November 2016Opinion2016

When Trigger Warnings Become Problematic

By Gabrielle Hunt
Staff Writer
Something I think about quite often is the trend towards presenting information more sensitively in U.S. society. What comes to mind most is the emergence of safe spaces and trigger warnings. I often think of trigger warnings in particular: if and to what extent they are useful, and whether they are truly contributing to a more knowledgeable and mindful society. In short, I think trigger warnings are often highly problematic and don’t enrich society as much as they are intended.
To begin, trigger warnings—particularly when used on the internet—seem to be indicative of the larger issue millennials (for lack of better terminology) are facing and will continue to face: meaningful interaction. When, for example, courses and articles alike have titles alluding to—or even explicitly naming—things like “rape” or “harassment,” it seems unnecessary and redundant to mediate them with a trigger warning of “sexual assault.” I remember a Facebook friend once reposting an article titled something like, “The Time I Was Sexually Assaulted,” and then captioning the post with “Trigger warning: rape,” to which I thought, well, duh.
Through context clues, it should be self-evident when content is potentially upsetting. I wonder, though, if this baseline-level of simple reading comprehension is becoming increasingly difficult in an age of instant gratification.
I don’t like to call situations like this “coddling”—mostly because it oversimplifies the matter, but also because it’s a favored accusation from crotchety baby boomers—but I do believe that in an era of sound bites and Tweets, our superficial interactions with content are leading us to lack the basic knowledge to decipher and process information without some type of mediation. Aren’t we the ultimate arbiters of whether content will be upsetting to us, and isn’t that something we should determine through appraising content and spaces as we would any other social situation?
In September 2015, the Atlantic released an article titled “The Coddling of the American Mind,” which poses similar questions about whether the use of safe spaces and trigger warnings curtails critical thinking. Though this article is focused more on universities, I still think it works to substitute “campus life” in the question of “Does campus life today foster critical thinking?” with “trigger warnings” more broadly.

### [Data provided]

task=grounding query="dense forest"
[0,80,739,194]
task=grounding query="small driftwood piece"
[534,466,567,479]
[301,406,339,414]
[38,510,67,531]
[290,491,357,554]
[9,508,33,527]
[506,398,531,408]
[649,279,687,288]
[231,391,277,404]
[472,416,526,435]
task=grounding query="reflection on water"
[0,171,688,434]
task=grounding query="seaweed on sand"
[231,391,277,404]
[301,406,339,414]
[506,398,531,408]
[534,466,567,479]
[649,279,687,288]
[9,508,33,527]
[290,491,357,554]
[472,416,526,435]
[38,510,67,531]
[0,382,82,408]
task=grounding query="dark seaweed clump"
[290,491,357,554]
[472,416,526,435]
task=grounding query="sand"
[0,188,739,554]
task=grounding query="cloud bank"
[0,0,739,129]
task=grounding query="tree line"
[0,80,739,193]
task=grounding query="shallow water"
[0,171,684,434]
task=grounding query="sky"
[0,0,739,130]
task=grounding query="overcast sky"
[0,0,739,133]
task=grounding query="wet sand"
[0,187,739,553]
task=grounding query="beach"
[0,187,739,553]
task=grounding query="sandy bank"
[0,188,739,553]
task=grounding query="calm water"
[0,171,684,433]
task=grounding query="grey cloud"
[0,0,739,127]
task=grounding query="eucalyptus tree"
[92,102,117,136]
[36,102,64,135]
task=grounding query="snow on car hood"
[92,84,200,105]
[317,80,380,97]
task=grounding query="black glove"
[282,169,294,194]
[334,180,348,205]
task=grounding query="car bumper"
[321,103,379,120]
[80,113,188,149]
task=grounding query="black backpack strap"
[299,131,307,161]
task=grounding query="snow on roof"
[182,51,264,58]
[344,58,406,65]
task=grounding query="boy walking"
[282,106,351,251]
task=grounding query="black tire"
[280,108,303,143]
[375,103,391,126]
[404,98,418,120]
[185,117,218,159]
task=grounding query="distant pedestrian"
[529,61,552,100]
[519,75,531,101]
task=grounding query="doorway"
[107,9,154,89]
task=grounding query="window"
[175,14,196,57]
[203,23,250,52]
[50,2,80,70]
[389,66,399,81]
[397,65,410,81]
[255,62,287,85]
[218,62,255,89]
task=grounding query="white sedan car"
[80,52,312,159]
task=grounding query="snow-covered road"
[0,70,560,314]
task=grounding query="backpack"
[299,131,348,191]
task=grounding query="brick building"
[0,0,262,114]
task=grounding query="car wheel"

### [Tasks and exercises]
1. Please reproduce the essay on trigger warnings word for word, between "I don’t like" and "other social situation?", inclusive.
2. According to the essay on trigger warnings, when did the Atlantic release its article "The Coddling of the American Mind"?

### [Response list]
1.
I don’t like to call situations like this “coddling”—mostly because it oversimplifies the matter, but also because it’s a favored accusation from crotchety baby boomers—but I do believe that in an era of sound bites and Tweets, our superficial interactions with content are leading us to lack the basic knowledge to decipher and process information without some type of mediation. Aren’t we the ultimate arbiters of whether content will be upsetting to us, and isn’t that something we should determine through appraising content and spaces as we would any other social situation?

2. September 2015